» **Source passage**:
I Asian Martial Arts Games
- Host city: Bangkok, Thailand
- Motto: "The Games of Spirit – The Land of Smiles"
- Nations: 37
- Athletes: 892
- Events: 108 in 9 sports
- Opening: August 1
- Closing: August 9
- Opened by: Vajiralongkorn Crown Prince of Thailand
- Athlete's Oath: Patiwat Tongtalub
- Judge's Oath: Jatuporn Hemwanno
- Torch lighter: Tony Jaa
- Main venue: Hua Mark Indoor Stadium

= 2009 Asian Martial Arts Games =

Martial arts competition

2009 Asian Martial Arts Games, officially the 1st Asian Martial Arts Games, were a pancontinental martial arts multi-sport event held in Bangkok, Thailand from 1 to 9 August 2009 with 9 events contested. Due to Political crisis in Thailand And 2009 Swine Flu, the Bangkok Asian Martial Arts Games Organizing Committee (BAMAGOC) and the National Olympic Committee (NOC) of Thailand decided that Asian Martial Arts Games moved from the original schedule of 25 April to 3 May to 1 to 9 August.

This event was the only Asian Martial Arts Games ever held, as four years later the event merged with another Olympic Council of Asia (OCA) event – Asian Indoor Games – to form the larger Asian Indoor and Martial Arts Games.

==Emblem==
The emblem comprises the letter "A" which stands for Asia that would include the Asian countries and population as well; while the letter "M" stands for Martial Arts Sports. The two connected letters are reflecting the meanings of modernity, activeness and simplicity; combining with the thoughts and cohesiveness of friendship and equality among the countries in Asia for the upcoming Martial Arts Games.

For the overall picture, it is a mixture of contemporary art, manifesting that Thailand is to act as the host of the Games. Red is the main color of the OCA, reflecting the color of the fight, standing for the color of the heart and colorizing the Asian art. Gold is the color of brightness of the Thai Kingdom and is the color for creativity and determination to organize the 1st Asian Martial Arts Games 2009.

Official mascot

==Mascot==
"Hanuman" is the Hindu God who is considered to be the companion of the Hindu God Rama who has immeasurable fighting skills with strong determination.

The Organizing Committee uses "Hanuman Yindee" as the Mascot as it wants to convey the message of the word "Yindee" which means proudness and gratification. Furthermore, the Organizing Committee is using the word "Yindee" as to extend to everybody a warm welcome and a chance of making continuous friendship and solidarity throughout the entire peoples of Asia.

» **Data section**:
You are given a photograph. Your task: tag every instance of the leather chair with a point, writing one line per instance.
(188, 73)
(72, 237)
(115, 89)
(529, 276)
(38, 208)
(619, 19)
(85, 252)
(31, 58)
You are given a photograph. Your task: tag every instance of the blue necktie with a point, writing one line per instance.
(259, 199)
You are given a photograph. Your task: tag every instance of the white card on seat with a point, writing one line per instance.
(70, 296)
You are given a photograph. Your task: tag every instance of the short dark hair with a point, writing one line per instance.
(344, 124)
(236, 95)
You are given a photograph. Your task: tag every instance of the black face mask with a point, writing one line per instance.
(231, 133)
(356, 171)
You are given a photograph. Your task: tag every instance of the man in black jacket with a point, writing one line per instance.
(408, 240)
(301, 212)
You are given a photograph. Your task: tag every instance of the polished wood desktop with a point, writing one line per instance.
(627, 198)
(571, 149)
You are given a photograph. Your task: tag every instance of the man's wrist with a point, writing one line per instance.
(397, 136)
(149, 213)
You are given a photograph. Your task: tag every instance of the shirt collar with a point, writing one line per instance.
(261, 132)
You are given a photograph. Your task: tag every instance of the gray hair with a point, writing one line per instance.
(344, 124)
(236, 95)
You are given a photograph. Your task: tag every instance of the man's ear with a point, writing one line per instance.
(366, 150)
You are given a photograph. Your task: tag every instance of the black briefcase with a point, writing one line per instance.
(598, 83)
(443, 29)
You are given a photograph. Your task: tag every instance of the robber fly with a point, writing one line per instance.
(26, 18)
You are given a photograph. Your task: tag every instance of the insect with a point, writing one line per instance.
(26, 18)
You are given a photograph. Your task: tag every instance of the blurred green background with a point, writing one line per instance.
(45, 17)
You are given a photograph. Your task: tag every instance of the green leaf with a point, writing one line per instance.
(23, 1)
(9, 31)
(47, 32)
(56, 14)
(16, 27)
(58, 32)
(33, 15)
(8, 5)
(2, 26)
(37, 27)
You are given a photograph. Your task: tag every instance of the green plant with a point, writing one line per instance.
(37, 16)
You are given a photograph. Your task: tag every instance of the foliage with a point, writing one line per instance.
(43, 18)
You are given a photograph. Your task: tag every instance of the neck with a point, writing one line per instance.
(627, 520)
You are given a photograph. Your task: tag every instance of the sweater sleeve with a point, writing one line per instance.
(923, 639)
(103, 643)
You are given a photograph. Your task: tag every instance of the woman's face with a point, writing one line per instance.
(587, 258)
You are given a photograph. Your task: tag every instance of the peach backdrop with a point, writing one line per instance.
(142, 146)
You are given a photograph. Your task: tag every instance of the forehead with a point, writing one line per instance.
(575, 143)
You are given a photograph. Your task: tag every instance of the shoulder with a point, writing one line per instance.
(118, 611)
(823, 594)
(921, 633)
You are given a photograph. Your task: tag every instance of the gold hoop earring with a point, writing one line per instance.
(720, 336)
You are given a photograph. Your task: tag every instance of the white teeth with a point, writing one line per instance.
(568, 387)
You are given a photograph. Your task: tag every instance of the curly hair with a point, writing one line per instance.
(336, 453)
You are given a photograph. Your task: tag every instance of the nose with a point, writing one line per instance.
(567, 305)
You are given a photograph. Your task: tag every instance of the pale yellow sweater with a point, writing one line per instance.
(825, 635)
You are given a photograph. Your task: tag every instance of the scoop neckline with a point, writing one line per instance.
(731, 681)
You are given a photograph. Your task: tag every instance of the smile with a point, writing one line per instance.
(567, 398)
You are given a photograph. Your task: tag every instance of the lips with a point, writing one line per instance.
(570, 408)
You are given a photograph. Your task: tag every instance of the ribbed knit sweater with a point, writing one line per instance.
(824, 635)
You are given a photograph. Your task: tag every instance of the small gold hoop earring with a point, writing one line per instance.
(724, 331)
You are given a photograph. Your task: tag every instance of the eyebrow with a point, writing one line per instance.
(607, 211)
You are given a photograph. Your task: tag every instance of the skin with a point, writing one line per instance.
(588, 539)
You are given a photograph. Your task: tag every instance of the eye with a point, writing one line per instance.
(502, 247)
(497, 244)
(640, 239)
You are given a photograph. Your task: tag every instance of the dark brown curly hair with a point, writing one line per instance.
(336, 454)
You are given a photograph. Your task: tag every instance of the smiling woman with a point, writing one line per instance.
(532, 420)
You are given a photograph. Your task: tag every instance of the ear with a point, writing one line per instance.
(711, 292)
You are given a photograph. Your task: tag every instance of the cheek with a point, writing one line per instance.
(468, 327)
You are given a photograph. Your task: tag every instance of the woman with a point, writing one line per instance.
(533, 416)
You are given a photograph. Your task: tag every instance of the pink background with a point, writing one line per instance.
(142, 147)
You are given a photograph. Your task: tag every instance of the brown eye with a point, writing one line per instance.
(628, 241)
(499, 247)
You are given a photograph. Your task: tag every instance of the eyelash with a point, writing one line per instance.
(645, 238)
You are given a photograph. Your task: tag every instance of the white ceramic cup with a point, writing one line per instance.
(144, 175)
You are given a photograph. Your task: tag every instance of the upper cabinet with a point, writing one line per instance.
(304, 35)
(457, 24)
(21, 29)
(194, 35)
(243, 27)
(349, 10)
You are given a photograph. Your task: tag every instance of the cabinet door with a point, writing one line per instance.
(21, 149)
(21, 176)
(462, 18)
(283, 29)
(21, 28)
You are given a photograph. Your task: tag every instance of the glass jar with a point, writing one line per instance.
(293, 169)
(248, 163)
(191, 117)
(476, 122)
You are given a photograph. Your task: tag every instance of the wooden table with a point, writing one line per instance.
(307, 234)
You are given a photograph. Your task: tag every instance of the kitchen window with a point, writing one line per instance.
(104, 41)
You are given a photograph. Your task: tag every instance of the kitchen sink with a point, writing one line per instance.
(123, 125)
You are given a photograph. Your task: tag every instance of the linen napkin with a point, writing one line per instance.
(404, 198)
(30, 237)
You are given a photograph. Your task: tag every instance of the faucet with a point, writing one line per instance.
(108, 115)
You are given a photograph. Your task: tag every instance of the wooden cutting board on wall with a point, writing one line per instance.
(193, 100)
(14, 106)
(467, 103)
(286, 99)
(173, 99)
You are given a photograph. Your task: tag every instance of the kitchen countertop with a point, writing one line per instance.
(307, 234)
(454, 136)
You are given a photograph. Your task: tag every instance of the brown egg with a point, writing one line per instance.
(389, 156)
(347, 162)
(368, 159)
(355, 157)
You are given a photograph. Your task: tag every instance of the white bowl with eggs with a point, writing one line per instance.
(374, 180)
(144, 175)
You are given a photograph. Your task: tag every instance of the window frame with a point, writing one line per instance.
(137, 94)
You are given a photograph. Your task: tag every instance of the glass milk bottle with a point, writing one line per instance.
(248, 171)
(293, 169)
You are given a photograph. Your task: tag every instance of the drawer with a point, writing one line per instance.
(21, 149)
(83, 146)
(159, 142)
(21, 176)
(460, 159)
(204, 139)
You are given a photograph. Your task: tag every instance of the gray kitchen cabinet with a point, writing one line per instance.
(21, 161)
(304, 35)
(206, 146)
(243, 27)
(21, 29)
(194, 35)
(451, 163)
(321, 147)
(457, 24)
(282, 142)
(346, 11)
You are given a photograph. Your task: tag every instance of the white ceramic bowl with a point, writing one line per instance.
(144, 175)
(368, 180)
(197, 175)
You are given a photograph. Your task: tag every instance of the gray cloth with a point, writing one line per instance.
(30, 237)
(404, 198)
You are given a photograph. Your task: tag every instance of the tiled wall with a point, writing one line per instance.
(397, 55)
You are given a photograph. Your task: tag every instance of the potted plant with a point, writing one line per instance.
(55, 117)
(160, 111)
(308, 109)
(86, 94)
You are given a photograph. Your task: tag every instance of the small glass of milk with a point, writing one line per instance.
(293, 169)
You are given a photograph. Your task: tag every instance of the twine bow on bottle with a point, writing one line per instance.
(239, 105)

» **Problem set**:
a) Summarize the article on the 2009 Asian Martial Arts Games in two sentences.
b) Please write the next part of the article on the 2009 Asian Martial Arts Games, picking up after its last sentence.
The entries were drawn from a separate source.

» **Responses by task**:
a) The 2009 Asian Martial Arts Games, officially the first of their kind, were held in Bangkok, Thailand, from 1 to 9 August 2009, after political crisis in Thailand and the 2009 swine flu moved them from their original 25 April to 3 May schedule. They were the only Asian Martial Arts Games ever held, because four years later the event merged with the Asian Indoor Games to form the Asian Indoor and Martial Arts Games.

b)
==Venues==
- Indoor Stadium Huamark – Karate, Taekwondo
- Nimibutr Stadium – Muaythai
- Jhanthana Yingyong Gymnasium – Kickboxing
- Thai-Japanese Youth Center – Judo, Ju-jitsu, Kurash
- Silpa-archa Gymnasium in Suphan Buri – Wushu
- Chaofah Mahachakree Sirinthorn Gymnasium at Suphanburi Sport School in Suphan Buri – Pencak silat

==Participating nations==
37 out of the 45 Asian countries took part. Iran, North Korea, United Arab Emirates, Saudi Arabia and Timor-Leste did not compete. Iran, a favourite for a spot at the top of the leader board pulled out of the contest after fears of catching swine flu forced the Iranian National Olympic Committee to advise the country pull out of the contest. Palestine, Kyrgyzstan and Tajikistan did not have any competitors at the games but their athletes still counted in the draw in Taekwondo because of their late withdrawal.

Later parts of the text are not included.